>> START SUPPLIED ENTRIES

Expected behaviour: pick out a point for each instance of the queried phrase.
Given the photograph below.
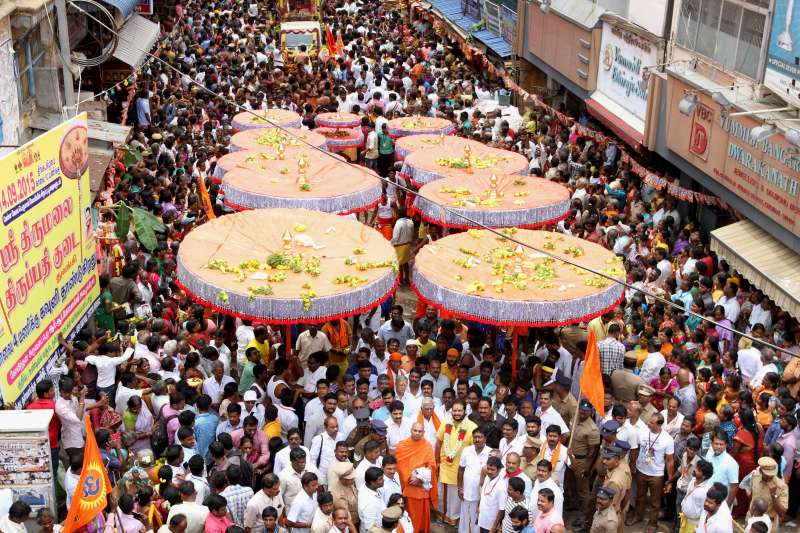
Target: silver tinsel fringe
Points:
(494, 218)
(498, 310)
(330, 204)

>> END SUPPLIED ENTRIES

● **DESCRIPTION OF THE TASK**
Please rewrite all the lines of the data above, requests included, and shift each coordinate in the answers by adding 75 to it. Leave the pictures out.

● **WRITTEN RESPONSE**
Expected behaviour: pick out a point for each instance of the queried phrase.
Given the photograph below.
Target: silver tinsel fringe
Points:
(569, 293)
(573, 385)
(405, 279)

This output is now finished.